• [Aim A] According to the concert review, who conducted the CBSO in place of Mirga Gražinytė-Tyla?
• [Aim B] Continue the concert review from where it stops.

• [Article]
▼
Having failed to hear the CBSO in person since Mirga Gražinytė-Tyla took over the baton from Andris Nelsons, I was sorry to open my programme to find a note introducing the orchestra's Assistant Conductor, Jonathan Bloxham, covering for a presumably unwell Mirga. Despite best efforts, it was difficult to look past this and hear the music on its own merits, without looking for some deficiency as a result of the Music Director's absence. Bloxham, though, filled the gap with utmost assurance and skill.
It is unclear how much of the considerable individuality of tonight's readings of Wagner, Schumann and Beethoven staples was down to the late substitute, and one suspects this orchestra can probably play itself in such familiar repertoire, but there was a great deal to appreciate in each work. The varied programme, offering a reverse tour from the peak of Romanticism to some of its earliest mutterings, showed the orchestra’s sound in a multitude of lights, scrutinising their tone with natural trumpets and manual timpani as much as the rich, vibrato-laden colours of Tristan.
▲
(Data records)
▼
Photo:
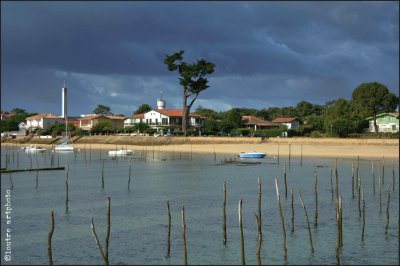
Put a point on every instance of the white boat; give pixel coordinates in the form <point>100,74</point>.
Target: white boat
<point>64,147</point>
<point>120,152</point>
<point>252,154</point>
<point>34,148</point>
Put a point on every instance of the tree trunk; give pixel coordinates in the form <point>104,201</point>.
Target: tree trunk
<point>376,128</point>
<point>184,112</point>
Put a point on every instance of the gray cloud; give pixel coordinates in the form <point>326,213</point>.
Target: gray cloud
<point>266,53</point>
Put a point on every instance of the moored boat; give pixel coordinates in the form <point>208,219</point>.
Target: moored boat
<point>252,154</point>
<point>34,148</point>
<point>120,152</point>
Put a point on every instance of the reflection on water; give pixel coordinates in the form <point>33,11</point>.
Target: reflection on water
<point>139,215</point>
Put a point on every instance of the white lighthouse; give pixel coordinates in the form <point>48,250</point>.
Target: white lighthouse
<point>160,103</point>
<point>64,101</point>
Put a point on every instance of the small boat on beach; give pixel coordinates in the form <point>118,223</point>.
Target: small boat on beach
<point>64,147</point>
<point>34,148</point>
<point>120,153</point>
<point>252,154</point>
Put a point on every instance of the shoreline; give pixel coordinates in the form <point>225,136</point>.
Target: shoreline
<point>306,147</point>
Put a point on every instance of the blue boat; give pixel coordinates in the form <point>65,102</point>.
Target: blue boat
<point>252,154</point>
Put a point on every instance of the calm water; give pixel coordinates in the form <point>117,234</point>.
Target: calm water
<point>139,215</point>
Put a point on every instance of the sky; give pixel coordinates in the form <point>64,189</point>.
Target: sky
<point>267,54</point>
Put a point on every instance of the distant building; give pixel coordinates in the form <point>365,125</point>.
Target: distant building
<point>5,116</point>
<point>386,122</point>
<point>42,121</point>
<point>87,122</point>
<point>289,122</point>
<point>165,119</point>
<point>257,123</point>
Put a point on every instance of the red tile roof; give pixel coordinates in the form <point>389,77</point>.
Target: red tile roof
<point>284,120</point>
<point>251,120</point>
<point>3,116</point>
<point>39,116</point>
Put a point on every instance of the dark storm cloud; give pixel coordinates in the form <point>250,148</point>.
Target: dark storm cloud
<point>266,53</point>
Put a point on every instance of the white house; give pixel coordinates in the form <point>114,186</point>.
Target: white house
<point>42,121</point>
<point>289,122</point>
<point>165,118</point>
<point>386,122</point>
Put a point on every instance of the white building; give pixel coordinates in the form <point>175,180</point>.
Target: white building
<point>42,121</point>
<point>289,122</point>
<point>161,118</point>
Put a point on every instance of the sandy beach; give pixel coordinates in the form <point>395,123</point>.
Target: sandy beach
<point>306,147</point>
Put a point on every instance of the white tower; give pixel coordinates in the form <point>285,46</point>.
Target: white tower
<point>64,102</point>
<point>160,103</point>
▲
• [Expected output A] Jonathan Bloxham, the orchestra's Assistant Conductor.

• [Expected output B]
Rather than luscious textural thickness, though, it was the transparent fragility of the strings which opened the evening, tiptoeing softly into the famous “Tristan chord”. Despite playing with a slightly reduced section of 50 players, there was a beautifully rich bloom on the sound, spread wide across the stage with violin sections seated opposite each other (a new development since Nelsons’ tenure). The sopranoless “Liebestod” found a magical sheen in the violin tremelos and high winds. Despite quick tempi, the sound remained a considerable distance behind Bloxham’s beat, which accentuated the sense that the great climactic cadence minutes from the end of the opera hung in the air for an eternity. With happy memories of their fantastic Dutchman five years ago in Birmingham, I would love to hear this orchestra play the other four hours of this opera.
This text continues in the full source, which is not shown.